[begin Excerpted data]
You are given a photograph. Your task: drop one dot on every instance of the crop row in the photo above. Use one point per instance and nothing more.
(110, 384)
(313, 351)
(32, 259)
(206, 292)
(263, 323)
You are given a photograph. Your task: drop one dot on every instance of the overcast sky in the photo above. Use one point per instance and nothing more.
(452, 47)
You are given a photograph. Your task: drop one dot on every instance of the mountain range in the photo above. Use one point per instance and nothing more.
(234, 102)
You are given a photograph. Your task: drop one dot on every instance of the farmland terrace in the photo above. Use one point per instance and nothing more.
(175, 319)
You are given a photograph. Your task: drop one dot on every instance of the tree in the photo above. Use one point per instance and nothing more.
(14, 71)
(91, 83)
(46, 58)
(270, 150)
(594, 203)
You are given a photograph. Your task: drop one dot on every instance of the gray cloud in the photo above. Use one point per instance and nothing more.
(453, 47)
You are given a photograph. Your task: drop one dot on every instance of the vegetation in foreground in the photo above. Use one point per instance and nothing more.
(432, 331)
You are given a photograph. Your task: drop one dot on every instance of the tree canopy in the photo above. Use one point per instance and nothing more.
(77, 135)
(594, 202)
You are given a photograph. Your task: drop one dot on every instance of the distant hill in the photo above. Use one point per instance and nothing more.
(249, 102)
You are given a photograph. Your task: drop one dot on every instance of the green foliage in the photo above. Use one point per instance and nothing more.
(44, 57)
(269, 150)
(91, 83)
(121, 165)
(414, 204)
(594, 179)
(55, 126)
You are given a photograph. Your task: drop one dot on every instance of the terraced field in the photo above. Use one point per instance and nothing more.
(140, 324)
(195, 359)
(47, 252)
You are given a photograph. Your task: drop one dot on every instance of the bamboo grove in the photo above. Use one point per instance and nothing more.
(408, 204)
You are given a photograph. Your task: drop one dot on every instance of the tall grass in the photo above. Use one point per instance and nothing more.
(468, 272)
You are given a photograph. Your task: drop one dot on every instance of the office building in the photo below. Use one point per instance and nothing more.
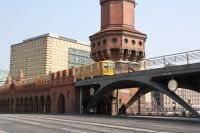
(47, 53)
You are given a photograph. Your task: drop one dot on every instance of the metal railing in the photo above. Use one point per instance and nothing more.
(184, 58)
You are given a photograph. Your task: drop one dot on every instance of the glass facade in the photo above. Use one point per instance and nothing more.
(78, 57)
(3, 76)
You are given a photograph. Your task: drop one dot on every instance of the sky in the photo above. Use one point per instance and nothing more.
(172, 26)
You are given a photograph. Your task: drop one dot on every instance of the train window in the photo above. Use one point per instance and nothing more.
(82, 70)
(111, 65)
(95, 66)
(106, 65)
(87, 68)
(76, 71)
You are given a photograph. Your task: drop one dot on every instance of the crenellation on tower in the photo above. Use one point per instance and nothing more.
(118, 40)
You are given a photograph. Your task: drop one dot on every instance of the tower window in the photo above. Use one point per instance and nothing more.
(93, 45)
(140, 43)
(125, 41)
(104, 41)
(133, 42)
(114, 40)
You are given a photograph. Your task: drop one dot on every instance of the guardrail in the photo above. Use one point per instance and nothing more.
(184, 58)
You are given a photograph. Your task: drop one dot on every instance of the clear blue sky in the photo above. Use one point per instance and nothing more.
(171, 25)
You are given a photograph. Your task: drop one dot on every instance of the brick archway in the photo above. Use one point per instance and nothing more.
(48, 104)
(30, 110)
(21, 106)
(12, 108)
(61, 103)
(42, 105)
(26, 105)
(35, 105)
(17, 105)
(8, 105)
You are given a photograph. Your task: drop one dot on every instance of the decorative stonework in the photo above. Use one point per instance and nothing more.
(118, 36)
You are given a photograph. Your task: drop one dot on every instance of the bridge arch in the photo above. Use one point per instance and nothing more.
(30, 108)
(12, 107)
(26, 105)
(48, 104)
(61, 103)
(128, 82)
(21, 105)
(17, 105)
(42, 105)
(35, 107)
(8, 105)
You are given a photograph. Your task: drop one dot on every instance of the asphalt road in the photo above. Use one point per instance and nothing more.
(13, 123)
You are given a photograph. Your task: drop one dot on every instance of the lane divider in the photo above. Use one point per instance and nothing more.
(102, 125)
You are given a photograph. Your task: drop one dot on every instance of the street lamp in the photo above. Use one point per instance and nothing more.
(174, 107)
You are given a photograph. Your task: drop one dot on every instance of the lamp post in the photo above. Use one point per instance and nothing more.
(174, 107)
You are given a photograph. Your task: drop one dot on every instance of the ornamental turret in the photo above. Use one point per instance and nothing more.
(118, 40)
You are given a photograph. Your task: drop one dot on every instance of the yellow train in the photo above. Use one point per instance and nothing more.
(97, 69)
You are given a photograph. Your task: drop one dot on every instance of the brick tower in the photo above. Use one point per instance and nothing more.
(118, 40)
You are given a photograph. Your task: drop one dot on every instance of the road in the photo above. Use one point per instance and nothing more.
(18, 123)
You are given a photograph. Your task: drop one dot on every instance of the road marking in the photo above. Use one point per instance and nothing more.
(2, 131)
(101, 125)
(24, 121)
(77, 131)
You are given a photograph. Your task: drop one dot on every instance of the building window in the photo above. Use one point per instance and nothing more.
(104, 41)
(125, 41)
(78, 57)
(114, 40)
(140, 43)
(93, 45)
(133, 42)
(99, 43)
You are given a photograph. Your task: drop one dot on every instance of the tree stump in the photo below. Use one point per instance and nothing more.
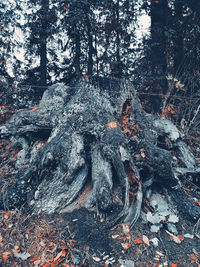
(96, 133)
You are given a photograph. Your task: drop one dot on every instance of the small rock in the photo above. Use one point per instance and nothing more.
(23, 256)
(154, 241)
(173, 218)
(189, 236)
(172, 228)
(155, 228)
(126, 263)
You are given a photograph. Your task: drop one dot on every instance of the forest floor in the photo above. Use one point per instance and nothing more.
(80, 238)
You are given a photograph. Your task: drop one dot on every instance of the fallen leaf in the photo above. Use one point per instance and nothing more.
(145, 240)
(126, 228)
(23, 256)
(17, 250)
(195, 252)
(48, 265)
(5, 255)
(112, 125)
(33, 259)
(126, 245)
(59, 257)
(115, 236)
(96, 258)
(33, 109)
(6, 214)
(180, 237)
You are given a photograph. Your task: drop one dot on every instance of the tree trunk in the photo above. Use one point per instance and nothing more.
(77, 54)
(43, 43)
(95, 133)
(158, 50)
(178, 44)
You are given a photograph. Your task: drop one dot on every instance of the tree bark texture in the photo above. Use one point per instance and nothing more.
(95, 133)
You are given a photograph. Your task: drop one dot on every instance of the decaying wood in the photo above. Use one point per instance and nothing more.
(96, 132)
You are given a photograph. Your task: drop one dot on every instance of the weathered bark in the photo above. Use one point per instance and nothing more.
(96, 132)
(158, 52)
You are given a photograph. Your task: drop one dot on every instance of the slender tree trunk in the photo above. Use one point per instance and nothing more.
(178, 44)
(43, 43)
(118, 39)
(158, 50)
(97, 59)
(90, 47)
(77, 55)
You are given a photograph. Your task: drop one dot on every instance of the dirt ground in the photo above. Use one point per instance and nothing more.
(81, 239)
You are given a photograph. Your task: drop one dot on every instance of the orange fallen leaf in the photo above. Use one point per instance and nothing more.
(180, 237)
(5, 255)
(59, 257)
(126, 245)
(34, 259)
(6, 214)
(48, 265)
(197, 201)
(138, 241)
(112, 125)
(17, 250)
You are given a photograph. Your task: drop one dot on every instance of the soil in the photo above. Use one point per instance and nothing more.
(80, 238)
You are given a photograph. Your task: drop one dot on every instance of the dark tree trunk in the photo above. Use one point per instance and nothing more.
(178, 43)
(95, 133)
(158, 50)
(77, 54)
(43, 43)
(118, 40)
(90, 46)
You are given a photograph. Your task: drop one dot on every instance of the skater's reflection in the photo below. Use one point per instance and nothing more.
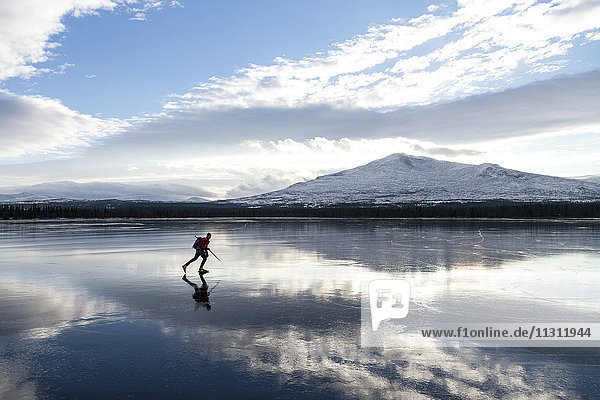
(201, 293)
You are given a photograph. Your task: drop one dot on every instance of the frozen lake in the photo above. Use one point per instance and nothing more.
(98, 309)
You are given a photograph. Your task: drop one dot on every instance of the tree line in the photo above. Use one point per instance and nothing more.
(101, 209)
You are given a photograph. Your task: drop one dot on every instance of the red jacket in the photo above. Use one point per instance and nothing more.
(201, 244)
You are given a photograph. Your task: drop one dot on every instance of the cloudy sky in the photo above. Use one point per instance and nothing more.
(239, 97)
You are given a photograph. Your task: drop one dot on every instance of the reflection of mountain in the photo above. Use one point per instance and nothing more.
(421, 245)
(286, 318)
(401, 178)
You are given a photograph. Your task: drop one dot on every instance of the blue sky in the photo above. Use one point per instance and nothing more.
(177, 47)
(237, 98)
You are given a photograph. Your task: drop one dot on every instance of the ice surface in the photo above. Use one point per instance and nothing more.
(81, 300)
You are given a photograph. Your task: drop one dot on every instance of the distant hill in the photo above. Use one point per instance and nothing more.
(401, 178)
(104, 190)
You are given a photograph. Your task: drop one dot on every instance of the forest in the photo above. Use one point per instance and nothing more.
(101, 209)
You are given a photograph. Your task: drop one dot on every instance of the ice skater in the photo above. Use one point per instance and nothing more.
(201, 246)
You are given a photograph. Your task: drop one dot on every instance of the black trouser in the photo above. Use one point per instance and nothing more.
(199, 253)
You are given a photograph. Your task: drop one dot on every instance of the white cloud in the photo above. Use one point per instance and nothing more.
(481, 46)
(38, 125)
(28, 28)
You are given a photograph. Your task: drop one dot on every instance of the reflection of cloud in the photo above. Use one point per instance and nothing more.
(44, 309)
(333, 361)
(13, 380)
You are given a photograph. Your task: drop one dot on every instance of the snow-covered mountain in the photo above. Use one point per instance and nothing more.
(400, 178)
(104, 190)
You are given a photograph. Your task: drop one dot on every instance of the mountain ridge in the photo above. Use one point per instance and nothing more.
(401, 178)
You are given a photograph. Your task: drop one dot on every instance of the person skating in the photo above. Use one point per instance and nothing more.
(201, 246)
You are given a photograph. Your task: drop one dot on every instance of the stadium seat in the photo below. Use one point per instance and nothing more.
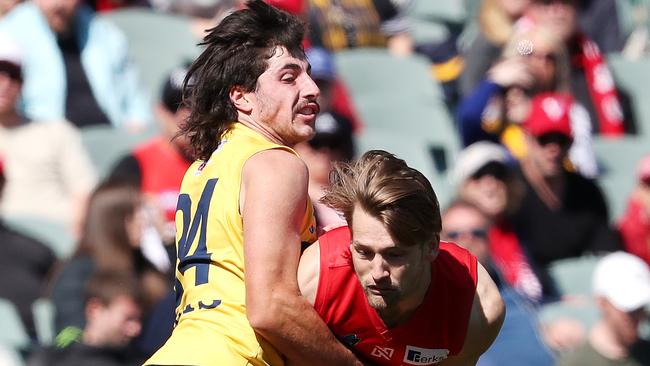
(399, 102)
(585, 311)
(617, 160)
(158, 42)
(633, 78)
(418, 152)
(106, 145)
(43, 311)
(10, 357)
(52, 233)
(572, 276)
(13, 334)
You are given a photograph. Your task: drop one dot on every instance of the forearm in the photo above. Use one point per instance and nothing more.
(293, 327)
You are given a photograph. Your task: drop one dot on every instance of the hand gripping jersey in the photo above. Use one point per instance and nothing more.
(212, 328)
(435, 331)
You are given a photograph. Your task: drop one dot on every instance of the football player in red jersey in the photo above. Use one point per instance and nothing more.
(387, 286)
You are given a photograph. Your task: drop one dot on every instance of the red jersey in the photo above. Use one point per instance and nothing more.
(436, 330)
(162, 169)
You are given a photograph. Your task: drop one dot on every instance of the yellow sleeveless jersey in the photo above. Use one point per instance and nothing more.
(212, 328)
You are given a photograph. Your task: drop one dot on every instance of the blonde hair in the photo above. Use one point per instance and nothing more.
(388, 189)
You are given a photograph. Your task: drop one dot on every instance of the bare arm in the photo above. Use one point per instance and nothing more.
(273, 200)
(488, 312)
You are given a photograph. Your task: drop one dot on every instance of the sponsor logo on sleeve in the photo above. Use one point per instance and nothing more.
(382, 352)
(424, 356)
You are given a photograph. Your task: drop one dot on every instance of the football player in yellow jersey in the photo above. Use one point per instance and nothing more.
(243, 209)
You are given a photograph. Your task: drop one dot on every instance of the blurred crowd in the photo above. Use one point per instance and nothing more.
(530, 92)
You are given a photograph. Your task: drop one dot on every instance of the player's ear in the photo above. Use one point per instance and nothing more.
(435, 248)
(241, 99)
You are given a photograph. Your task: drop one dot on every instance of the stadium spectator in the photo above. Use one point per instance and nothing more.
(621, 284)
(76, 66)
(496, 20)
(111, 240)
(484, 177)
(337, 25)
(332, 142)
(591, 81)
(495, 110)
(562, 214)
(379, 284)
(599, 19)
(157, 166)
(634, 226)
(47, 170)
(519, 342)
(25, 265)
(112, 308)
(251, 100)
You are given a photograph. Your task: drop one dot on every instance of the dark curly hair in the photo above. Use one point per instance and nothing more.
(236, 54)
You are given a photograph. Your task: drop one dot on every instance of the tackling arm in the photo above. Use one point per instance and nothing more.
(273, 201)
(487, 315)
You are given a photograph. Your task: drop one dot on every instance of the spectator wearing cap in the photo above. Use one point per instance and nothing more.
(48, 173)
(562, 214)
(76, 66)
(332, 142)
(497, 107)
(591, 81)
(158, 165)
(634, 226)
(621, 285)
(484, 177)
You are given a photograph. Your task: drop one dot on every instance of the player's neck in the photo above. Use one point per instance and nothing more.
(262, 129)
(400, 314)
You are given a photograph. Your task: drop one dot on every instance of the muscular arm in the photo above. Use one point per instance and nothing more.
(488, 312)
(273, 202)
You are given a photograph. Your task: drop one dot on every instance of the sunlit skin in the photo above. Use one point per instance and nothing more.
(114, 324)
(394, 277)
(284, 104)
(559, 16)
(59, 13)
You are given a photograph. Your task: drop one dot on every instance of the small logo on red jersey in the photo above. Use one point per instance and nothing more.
[end Excerpted data]
Problem: Please copy the stretch of the records above, from the line containing "of the sunlit" through the end of the records, reproducing every line verbatim.

Solution for this task:
You are given a photograph. Your task: drop one dot on every instance of the sunlit skin in the photo above. Use one point per instance and nothing more.
(114, 324)
(394, 277)
(284, 104)
(559, 16)
(59, 13)
You are given a photograph. Your task: drop one dot on every instance of the small logo on red jersey in the photo above. Use one point per instance and nothing more.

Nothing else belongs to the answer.